### DOCUMENT EXCERPT
——

It turns out that the release of Centos-3.3 was so popular, that it threw us way over the threshold of our ISP's, and now we are stuck with a _very_ large bill (as in an estimated 6TB of transfers). While in one hand I am ecstatic that we are so successful, but on the other hand, that is coming out of the developers pockets. The developers should be the last ones footing these bills (and this one was very large).
You can help. Please consider a donation for each of the systems that you are using. A reasonable donation we think starts at $12US per system per year. That money is only spent on infrastructure and development. $12 is much cheaper then a magazine subscription, and if everyone contributes their share, we will be able to grow our infrastructure to better handle our growing user base, and continue to provide software to the community.
Please visit http://www.caosity.org/contributing/ to do your part.

——

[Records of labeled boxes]
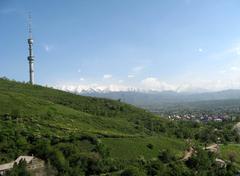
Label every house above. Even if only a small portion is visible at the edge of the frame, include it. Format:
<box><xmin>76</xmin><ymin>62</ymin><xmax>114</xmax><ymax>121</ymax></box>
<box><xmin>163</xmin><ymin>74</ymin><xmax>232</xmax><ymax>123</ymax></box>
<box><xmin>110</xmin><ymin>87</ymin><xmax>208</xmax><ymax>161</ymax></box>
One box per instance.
<box><xmin>0</xmin><ymin>156</ymin><xmax>45</xmax><ymax>175</ymax></box>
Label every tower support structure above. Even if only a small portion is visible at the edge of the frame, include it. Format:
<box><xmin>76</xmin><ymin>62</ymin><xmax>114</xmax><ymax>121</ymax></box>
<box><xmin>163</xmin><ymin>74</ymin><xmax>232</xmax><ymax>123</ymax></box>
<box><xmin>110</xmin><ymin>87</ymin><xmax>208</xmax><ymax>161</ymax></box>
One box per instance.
<box><xmin>27</xmin><ymin>14</ymin><xmax>35</xmax><ymax>84</ymax></box>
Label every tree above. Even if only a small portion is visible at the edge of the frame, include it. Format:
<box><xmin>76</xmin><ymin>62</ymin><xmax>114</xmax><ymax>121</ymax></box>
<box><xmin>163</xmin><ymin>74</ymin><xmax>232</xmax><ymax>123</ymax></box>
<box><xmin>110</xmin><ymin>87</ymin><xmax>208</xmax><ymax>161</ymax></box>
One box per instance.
<box><xmin>6</xmin><ymin>160</ymin><xmax>30</xmax><ymax>176</ymax></box>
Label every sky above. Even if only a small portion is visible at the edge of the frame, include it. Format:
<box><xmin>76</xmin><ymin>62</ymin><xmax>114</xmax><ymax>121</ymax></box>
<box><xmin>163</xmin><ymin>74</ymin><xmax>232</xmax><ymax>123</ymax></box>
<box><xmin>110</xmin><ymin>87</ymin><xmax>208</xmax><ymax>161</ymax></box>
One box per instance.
<box><xmin>0</xmin><ymin>0</ymin><xmax>240</xmax><ymax>91</ymax></box>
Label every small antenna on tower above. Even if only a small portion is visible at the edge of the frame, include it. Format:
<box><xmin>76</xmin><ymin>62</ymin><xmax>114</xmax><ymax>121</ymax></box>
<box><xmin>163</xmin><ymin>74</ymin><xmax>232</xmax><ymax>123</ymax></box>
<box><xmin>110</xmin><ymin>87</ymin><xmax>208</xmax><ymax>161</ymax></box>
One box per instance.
<box><xmin>28</xmin><ymin>12</ymin><xmax>32</xmax><ymax>38</ymax></box>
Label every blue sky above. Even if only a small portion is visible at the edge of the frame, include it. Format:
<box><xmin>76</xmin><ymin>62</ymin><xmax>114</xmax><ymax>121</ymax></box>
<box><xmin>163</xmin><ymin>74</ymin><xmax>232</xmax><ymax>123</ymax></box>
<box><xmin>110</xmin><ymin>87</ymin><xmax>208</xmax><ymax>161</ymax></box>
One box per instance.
<box><xmin>0</xmin><ymin>0</ymin><xmax>240</xmax><ymax>91</ymax></box>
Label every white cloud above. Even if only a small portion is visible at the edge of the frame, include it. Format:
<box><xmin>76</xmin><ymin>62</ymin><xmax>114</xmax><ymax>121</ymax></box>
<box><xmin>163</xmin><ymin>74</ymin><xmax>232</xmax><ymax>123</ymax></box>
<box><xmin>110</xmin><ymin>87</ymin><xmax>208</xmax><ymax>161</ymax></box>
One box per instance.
<box><xmin>197</xmin><ymin>48</ymin><xmax>203</xmax><ymax>53</ymax></box>
<box><xmin>103</xmin><ymin>74</ymin><xmax>112</xmax><ymax>79</ymax></box>
<box><xmin>43</xmin><ymin>44</ymin><xmax>53</xmax><ymax>52</ymax></box>
<box><xmin>230</xmin><ymin>66</ymin><xmax>240</xmax><ymax>71</ymax></box>
<box><xmin>128</xmin><ymin>75</ymin><xmax>135</xmax><ymax>78</ymax></box>
<box><xmin>132</xmin><ymin>66</ymin><xmax>144</xmax><ymax>73</ymax></box>
<box><xmin>141</xmin><ymin>77</ymin><xmax>176</xmax><ymax>91</ymax></box>
<box><xmin>0</xmin><ymin>8</ymin><xmax>16</xmax><ymax>15</ymax></box>
<box><xmin>227</xmin><ymin>46</ymin><xmax>240</xmax><ymax>55</ymax></box>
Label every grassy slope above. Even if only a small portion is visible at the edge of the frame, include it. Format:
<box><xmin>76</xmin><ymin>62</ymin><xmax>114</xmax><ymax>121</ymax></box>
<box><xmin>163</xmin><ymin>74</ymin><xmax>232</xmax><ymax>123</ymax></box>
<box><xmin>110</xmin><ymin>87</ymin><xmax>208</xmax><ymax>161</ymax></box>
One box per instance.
<box><xmin>0</xmin><ymin>79</ymin><xmax>185</xmax><ymax>160</ymax></box>
<box><xmin>103</xmin><ymin>136</ymin><xmax>186</xmax><ymax>160</ymax></box>
<box><xmin>220</xmin><ymin>144</ymin><xmax>240</xmax><ymax>168</ymax></box>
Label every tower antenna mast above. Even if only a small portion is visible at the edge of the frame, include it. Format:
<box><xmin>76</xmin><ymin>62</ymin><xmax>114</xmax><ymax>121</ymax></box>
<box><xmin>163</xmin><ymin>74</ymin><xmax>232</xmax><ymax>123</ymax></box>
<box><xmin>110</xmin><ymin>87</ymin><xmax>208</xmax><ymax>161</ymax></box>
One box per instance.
<box><xmin>27</xmin><ymin>12</ymin><xmax>34</xmax><ymax>84</ymax></box>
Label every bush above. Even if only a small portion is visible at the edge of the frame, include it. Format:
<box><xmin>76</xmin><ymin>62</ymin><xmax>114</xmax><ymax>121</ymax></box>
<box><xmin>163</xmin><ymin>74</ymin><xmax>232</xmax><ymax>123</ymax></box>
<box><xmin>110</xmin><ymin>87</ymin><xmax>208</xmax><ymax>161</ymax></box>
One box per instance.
<box><xmin>121</xmin><ymin>166</ymin><xmax>146</xmax><ymax>176</ymax></box>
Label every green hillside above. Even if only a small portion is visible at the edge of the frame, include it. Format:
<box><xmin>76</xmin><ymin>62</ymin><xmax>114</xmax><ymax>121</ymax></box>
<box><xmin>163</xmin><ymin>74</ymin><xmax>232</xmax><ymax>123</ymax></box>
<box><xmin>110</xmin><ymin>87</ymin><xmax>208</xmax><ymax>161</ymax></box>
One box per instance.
<box><xmin>0</xmin><ymin>79</ymin><xmax>240</xmax><ymax>176</ymax></box>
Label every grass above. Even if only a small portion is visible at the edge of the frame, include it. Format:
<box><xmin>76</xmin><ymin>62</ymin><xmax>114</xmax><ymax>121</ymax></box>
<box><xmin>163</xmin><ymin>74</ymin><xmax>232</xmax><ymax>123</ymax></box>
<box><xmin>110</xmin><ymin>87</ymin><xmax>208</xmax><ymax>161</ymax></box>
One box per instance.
<box><xmin>220</xmin><ymin>144</ymin><xmax>240</xmax><ymax>167</ymax></box>
<box><xmin>0</xmin><ymin>79</ymin><xmax>186</xmax><ymax>165</ymax></box>
<box><xmin>101</xmin><ymin>136</ymin><xmax>186</xmax><ymax>160</ymax></box>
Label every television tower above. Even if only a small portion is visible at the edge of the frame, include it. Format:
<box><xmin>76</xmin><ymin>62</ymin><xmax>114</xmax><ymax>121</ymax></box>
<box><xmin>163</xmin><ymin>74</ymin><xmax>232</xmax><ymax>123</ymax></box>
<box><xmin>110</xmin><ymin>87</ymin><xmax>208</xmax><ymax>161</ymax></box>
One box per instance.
<box><xmin>27</xmin><ymin>13</ymin><xmax>34</xmax><ymax>84</ymax></box>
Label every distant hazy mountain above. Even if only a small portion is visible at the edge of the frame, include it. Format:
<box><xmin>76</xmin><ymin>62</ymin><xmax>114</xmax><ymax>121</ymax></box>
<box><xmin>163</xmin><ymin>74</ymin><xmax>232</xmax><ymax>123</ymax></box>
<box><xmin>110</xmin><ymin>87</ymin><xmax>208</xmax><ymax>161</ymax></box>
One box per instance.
<box><xmin>80</xmin><ymin>90</ymin><xmax>240</xmax><ymax>106</ymax></box>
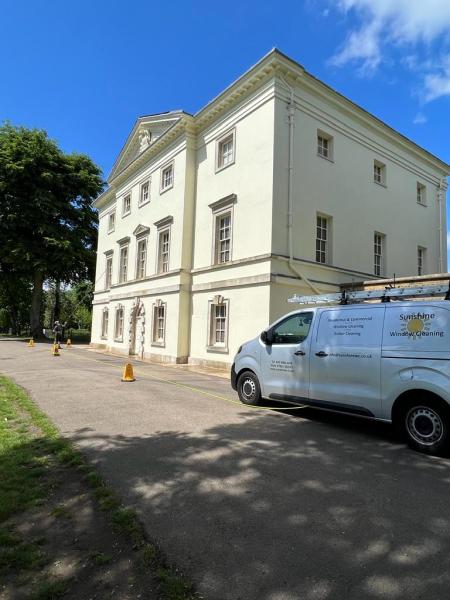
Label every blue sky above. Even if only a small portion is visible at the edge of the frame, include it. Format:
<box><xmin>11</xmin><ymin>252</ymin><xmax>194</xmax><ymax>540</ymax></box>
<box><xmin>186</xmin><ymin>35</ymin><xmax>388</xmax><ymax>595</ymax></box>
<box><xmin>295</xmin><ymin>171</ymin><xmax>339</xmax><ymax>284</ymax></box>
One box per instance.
<box><xmin>0</xmin><ymin>0</ymin><xmax>450</xmax><ymax>244</ymax></box>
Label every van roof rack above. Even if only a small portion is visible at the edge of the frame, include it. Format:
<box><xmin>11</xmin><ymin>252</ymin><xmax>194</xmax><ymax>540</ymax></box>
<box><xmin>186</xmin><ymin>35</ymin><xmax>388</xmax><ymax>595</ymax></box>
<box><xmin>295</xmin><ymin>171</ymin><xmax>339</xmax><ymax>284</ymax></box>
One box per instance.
<box><xmin>288</xmin><ymin>281</ymin><xmax>450</xmax><ymax>304</ymax></box>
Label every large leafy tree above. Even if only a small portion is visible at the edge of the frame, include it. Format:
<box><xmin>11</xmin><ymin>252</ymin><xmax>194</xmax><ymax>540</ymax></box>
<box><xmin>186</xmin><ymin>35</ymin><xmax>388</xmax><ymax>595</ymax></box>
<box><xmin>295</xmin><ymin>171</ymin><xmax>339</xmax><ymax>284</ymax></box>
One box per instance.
<box><xmin>0</xmin><ymin>124</ymin><xmax>103</xmax><ymax>336</ymax></box>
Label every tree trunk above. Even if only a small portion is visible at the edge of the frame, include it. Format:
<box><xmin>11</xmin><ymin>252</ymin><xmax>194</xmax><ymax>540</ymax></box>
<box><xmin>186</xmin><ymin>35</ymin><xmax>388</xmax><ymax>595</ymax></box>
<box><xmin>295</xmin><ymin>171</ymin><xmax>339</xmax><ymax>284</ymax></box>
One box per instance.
<box><xmin>30</xmin><ymin>271</ymin><xmax>44</xmax><ymax>339</ymax></box>
<box><xmin>50</xmin><ymin>280</ymin><xmax>61</xmax><ymax>327</ymax></box>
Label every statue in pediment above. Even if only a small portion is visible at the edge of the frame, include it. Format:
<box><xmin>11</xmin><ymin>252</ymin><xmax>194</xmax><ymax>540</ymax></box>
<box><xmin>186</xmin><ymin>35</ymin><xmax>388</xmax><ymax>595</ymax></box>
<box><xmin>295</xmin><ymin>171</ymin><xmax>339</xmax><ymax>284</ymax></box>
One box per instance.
<box><xmin>139</xmin><ymin>129</ymin><xmax>152</xmax><ymax>152</ymax></box>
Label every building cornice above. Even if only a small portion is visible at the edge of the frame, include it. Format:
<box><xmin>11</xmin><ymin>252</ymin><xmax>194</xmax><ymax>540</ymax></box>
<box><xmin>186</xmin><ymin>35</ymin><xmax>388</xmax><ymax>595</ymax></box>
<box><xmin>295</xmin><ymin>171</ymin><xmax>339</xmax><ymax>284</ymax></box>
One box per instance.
<box><xmin>93</xmin><ymin>49</ymin><xmax>450</xmax><ymax>209</ymax></box>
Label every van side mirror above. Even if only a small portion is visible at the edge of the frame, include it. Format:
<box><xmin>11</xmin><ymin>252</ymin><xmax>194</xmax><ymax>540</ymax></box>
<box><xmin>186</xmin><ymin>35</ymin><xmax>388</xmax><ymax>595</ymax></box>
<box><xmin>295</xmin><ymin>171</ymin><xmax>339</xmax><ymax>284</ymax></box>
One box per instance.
<box><xmin>261</xmin><ymin>329</ymin><xmax>273</xmax><ymax>346</ymax></box>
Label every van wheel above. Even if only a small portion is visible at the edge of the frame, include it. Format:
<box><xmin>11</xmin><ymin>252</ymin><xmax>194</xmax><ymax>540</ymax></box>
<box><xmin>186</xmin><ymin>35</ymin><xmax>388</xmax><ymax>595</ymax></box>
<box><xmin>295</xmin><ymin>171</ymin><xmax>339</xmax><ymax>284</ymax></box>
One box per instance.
<box><xmin>403</xmin><ymin>399</ymin><xmax>450</xmax><ymax>454</ymax></box>
<box><xmin>237</xmin><ymin>371</ymin><xmax>261</xmax><ymax>406</ymax></box>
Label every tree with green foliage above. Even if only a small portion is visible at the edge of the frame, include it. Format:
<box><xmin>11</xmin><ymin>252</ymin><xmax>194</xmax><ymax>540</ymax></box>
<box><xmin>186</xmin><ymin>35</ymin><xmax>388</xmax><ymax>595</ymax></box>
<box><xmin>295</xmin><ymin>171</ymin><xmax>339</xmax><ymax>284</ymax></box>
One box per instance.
<box><xmin>0</xmin><ymin>123</ymin><xmax>103</xmax><ymax>337</ymax></box>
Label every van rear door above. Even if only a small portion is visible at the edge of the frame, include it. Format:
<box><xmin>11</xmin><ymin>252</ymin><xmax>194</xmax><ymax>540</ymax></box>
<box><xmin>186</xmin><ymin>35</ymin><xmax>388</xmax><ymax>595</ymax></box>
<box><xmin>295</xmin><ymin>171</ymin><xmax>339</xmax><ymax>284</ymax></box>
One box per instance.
<box><xmin>310</xmin><ymin>304</ymin><xmax>385</xmax><ymax>417</ymax></box>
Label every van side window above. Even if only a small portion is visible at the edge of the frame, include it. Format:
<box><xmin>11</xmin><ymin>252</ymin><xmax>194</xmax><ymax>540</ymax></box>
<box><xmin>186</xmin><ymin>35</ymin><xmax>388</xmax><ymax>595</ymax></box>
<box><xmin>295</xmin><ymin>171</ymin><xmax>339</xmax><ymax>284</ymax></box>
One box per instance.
<box><xmin>272</xmin><ymin>313</ymin><xmax>313</xmax><ymax>344</ymax></box>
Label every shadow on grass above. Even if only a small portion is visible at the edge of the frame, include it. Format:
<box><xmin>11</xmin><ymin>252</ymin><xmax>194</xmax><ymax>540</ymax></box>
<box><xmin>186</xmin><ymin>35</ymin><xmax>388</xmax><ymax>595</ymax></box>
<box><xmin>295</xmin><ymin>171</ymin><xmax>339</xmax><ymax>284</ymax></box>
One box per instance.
<box><xmin>0</xmin><ymin>438</ymin><xmax>168</xmax><ymax>600</ymax></box>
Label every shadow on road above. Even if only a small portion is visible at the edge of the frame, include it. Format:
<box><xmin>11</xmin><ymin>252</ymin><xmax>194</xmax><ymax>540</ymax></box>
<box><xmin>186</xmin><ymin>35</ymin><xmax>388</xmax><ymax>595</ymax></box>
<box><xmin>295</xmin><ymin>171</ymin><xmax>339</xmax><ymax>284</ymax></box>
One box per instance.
<box><xmin>67</xmin><ymin>409</ymin><xmax>450</xmax><ymax>600</ymax></box>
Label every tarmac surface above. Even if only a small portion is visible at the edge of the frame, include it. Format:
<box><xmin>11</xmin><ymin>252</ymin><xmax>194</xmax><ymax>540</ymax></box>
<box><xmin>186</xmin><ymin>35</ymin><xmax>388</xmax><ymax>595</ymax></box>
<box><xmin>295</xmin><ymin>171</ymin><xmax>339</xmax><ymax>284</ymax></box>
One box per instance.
<box><xmin>0</xmin><ymin>340</ymin><xmax>450</xmax><ymax>600</ymax></box>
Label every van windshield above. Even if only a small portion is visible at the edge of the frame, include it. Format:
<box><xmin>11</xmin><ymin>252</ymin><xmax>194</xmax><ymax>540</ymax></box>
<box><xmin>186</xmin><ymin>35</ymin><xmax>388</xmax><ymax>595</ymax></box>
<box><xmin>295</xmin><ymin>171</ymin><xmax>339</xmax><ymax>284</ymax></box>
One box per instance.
<box><xmin>272</xmin><ymin>313</ymin><xmax>313</xmax><ymax>344</ymax></box>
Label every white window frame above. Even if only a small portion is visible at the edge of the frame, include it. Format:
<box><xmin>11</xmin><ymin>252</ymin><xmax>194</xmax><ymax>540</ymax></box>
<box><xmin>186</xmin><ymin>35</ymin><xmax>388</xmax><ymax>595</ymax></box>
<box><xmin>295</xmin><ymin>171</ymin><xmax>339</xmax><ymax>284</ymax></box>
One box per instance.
<box><xmin>156</xmin><ymin>225</ymin><xmax>172</xmax><ymax>275</ymax></box>
<box><xmin>214</xmin><ymin>208</ymin><xmax>233</xmax><ymax>265</ymax></box>
<box><xmin>114</xmin><ymin>304</ymin><xmax>125</xmax><ymax>342</ymax></box>
<box><xmin>159</xmin><ymin>160</ymin><xmax>175</xmax><ymax>194</ymax></box>
<box><xmin>216</xmin><ymin>129</ymin><xmax>236</xmax><ymax>173</ymax></box>
<box><xmin>206</xmin><ymin>294</ymin><xmax>230</xmax><ymax>354</ymax></box>
<box><xmin>136</xmin><ymin>236</ymin><xmax>148</xmax><ymax>280</ymax></box>
<box><xmin>209</xmin><ymin>194</ymin><xmax>237</xmax><ymax>265</ymax></box>
<box><xmin>373</xmin><ymin>231</ymin><xmax>386</xmax><ymax>278</ymax></box>
<box><xmin>373</xmin><ymin>159</ymin><xmax>386</xmax><ymax>187</ymax></box>
<box><xmin>105</xmin><ymin>250</ymin><xmax>114</xmax><ymax>290</ymax></box>
<box><xmin>100</xmin><ymin>307</ymin><xmax>109</xmax><ymax>340</ymax></box>
<box><xmin>416</xmin><ymin>181</ymin><xmax>427</xmax><ymax>206</ymax></box>
<box><xmin>151</xmin><ymin>299</ymin><xmax>167</xmax><ymax>348</ymax></box>
<box><xmin>317</xmin><ymin>129</ymin><xmax>334</xmax><ymax>162</ymax></box>
<box><xmin>138</xmin><ymin>178</ymin><xmax>151</xmax><ymax>208</ymax></box>
<box><xmin>417</xmin><ymin>246</ymin><xmax>427</xmax><ymax>275</ymax></box>
<box><xmin>118</xmin><ymin>242</ymin><xmax>130</xmax><ymax>284</ymax></box>
<box><xmin>314</xmin><ymin>213</ymin><xmax>333</xmax><ymax>265</ymax></box>
<box><xmin>108</xmin><ymin>210</ymin><xmax>116</xmax><ymax>233</ymax></box>
<box><xmin>122</xmin><ymin>191</ymin><xmax>131</xmax><ymax>219</ymax></box>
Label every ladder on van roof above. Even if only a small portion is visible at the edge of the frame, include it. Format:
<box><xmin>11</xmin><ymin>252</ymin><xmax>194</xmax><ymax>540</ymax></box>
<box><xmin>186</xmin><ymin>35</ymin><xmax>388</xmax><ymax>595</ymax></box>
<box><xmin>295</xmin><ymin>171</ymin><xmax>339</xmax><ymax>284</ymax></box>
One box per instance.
<box><xmin>288</xmin><ymin>282</ymin><xmax>450</xmax><ymax>305</ymax></box>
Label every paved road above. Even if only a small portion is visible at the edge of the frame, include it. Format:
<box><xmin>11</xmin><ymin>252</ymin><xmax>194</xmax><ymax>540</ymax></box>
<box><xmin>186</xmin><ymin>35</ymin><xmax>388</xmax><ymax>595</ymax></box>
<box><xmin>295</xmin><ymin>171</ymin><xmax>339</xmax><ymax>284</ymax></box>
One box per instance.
<box><xmin>0</xmin><ymin>341</ymin><xmax>450</xmax><ymax>600</ymax></box>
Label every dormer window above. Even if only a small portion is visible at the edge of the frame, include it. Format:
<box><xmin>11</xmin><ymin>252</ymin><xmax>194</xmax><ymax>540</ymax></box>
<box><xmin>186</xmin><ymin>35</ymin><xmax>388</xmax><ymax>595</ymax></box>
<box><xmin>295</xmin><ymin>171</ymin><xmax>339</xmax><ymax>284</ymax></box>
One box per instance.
<box><xmin>216</xmin><ymin>129</ymin><xmax>235</xmax><ymax>171</ymax></box>
<box><xmin>122</xmin><ymin>194</ymin><xmax>131</xmax><ymax>217</ymax></box>
<box><xmin>139</xmin><ymin>180</ymin><xmax>150</xmax><ymax>206</ymax></box>
<box><xmin>161</xmin><ymin>162</ymin><xmax>173</xmax><ymax>192</ymax></box>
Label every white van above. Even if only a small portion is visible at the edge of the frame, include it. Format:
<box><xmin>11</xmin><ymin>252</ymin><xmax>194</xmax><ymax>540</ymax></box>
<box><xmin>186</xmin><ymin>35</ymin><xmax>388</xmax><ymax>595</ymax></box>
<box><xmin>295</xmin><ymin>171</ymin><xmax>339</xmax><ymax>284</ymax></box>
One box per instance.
<box><xmin>231</xmin><ymin>300</ymin><xmax>450</xmax><ymax>454</ymax></box>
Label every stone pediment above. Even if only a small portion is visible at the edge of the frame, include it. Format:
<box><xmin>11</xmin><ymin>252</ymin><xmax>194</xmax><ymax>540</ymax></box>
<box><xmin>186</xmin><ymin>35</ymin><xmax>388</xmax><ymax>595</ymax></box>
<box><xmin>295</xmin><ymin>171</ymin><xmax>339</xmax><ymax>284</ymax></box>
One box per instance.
<box><xmin>133</xmin><ymin>225</ymin><xmax>150</xmax><ymax>237</ymax></box>
<box><xmin>108</xmin><ymin>111</ymin><xmax>184</xmax><ymax>181</ymax></box>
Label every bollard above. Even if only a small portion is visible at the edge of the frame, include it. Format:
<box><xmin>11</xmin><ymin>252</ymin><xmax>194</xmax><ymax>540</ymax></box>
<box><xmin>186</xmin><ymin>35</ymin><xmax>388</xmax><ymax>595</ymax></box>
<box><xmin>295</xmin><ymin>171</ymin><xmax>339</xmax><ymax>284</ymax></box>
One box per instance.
<box><xmin>122</xmin><ymin>363</ymin><xmax>136</xmax><ymax>381</ymax></box>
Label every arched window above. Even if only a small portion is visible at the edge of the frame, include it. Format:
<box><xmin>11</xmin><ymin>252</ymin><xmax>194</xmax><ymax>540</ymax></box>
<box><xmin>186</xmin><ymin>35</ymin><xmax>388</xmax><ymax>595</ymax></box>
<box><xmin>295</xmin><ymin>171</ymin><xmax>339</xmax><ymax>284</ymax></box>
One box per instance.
<box><xmin>114</xmin><ymin>304</ymin><xmax>125</xmax><ymax>342</ymax></box>
<box><xmin>101</xmin><ymin>307</ymin><xmax>109</xmax><ymax>340</ymax></box>
<box><xmin>152</xmin><ymin>299</ymin><xmax>167</xmax><ymax>346</ymax></box>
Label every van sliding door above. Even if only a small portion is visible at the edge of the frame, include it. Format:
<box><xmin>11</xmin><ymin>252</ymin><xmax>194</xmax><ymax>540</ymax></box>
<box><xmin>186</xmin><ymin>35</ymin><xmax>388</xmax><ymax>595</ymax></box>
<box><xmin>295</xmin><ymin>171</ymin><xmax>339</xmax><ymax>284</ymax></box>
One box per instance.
<box><xmin>310</xmin><ymin>304</ymin><xmax>386</xmax><ymax>417</ymax></box>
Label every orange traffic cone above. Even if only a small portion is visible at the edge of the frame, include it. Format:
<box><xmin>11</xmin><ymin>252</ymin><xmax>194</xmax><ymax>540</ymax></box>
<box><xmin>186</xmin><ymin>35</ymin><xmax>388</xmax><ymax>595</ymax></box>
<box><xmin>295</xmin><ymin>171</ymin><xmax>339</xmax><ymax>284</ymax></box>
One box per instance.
<box><xmin>122</xmin><ymin>363</ymin><xmax>136</xmax><ymax>381</ymax></box>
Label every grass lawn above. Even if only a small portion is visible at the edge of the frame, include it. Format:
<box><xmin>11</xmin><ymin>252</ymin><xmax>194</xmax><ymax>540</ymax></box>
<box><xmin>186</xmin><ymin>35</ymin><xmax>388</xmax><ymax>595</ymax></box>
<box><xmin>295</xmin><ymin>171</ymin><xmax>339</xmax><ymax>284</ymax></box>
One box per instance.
<box><xmin>0</xmin><ymin>376</ymin><xmax>197</xmax><ymax>600</ymax></box>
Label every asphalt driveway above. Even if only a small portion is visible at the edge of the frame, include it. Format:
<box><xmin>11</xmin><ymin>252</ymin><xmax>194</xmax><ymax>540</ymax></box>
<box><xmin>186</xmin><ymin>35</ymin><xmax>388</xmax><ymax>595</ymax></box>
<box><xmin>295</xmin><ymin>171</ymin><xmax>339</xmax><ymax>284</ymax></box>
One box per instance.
<box><xmin>0</xmin><ymin>340</ymin><xmax>450</xmax><ymax>600</ymax></box>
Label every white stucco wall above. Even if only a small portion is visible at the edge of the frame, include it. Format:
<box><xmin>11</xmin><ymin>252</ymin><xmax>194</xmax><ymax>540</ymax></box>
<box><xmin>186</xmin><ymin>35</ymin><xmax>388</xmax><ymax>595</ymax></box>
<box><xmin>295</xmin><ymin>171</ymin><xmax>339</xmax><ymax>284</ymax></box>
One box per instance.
<box><xmin>273</xmin><ymin>79</ymin><xmax>446</xmax><ymax>276</ymax></box>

——

### GOALS
#1 Answer these about the CentOS donation appeal above:
(a) Which release drew so much traffic that it pushed past the ISP threshold?
(b) How much data transfer is the resulting bill estimated to cover?
(c) At what amount does a reasonable donation start, according to the appeal?
#2 Copy the CentOS donation appeal above word for word, from "You can help." to "to the community.".

### WORKED SOLUTIONS
#1
(a) Centos-3.3
(b) An estimated 6TB of transfers
(c) $12US per system per year

#2
You can help. Please consider a donation for each of the systems that you are using. A reasonable donation we think starts at $12US per system per year. That money is only spent on infrastructure and development. $12 is much cheaper then a magazine subscription, and if everyone contributes their share, we will be able to grow our infrastructure to better handle our growing user base, and continue to provide software to the community.